Records excerpted from a collection
++++++
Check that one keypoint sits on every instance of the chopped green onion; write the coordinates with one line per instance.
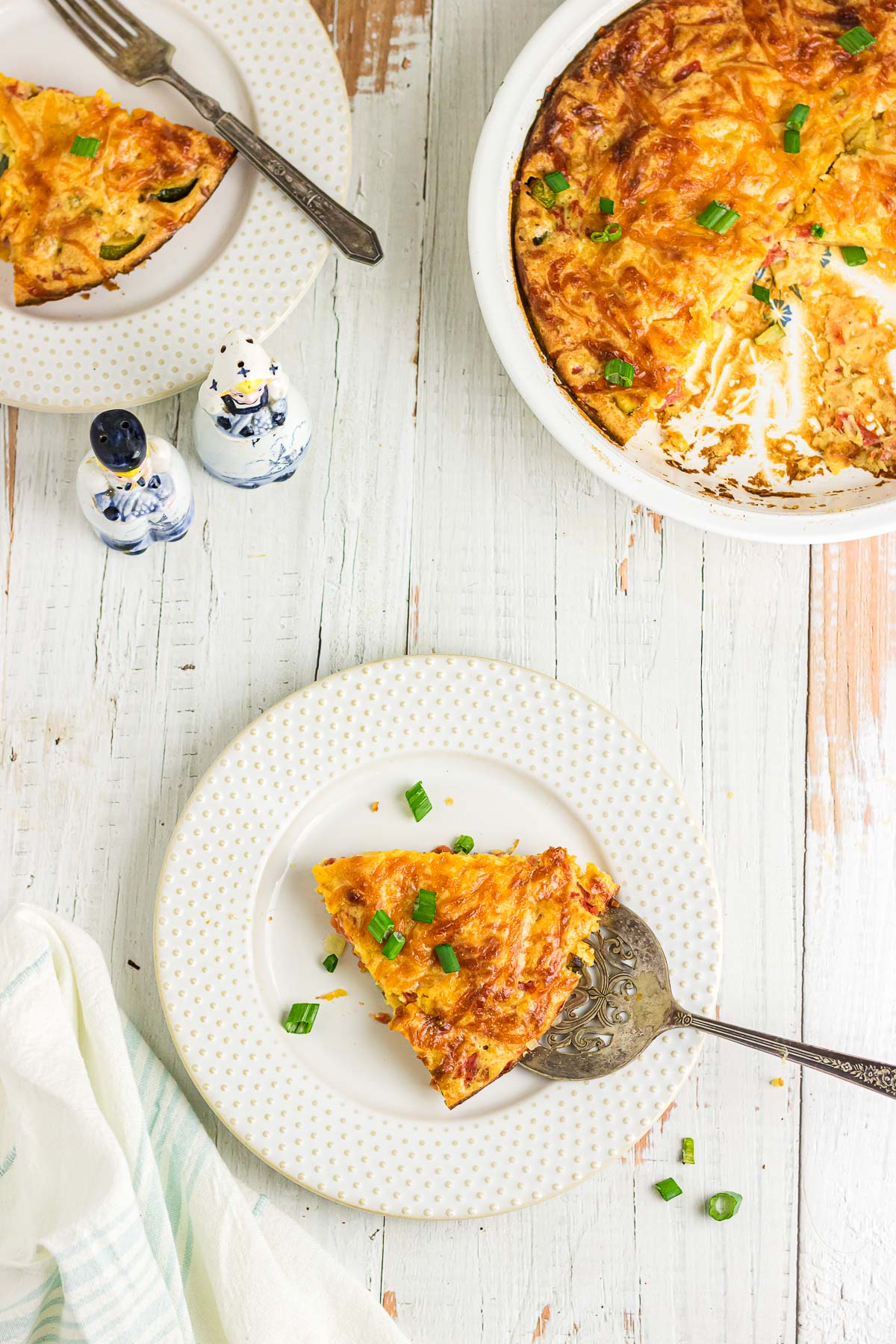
(418, 801)
(448, 960)
(301, 1019)
(612, 234)
(423, 906)
(718, 217)
(381, 925)
(87, 147)
(541, 191)
(556, 181)
(770, 335)
(393, 945)
(723, 1206)
(618, 373)
(856, 40)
++++++
§ JOB: Please change "chopped green onion" to "sliced scallion" throughout the rows above and keep everything else the same. Leave the pictures out of your answer.

§ RESPONSE:
Check that one keypoint sits on every instance of the sliced scallion; write the coordinates with one line per instance.
(418, 801)
(448, 960)
(301, 1019)
(612, 234)
(423, 906)
(718, 217)
(381, 925)
(87, 147)
(541, 191)
(556, 181)
(770, 335)
(393, 945)
(723, 1206)
(618, 373)
(856, 40)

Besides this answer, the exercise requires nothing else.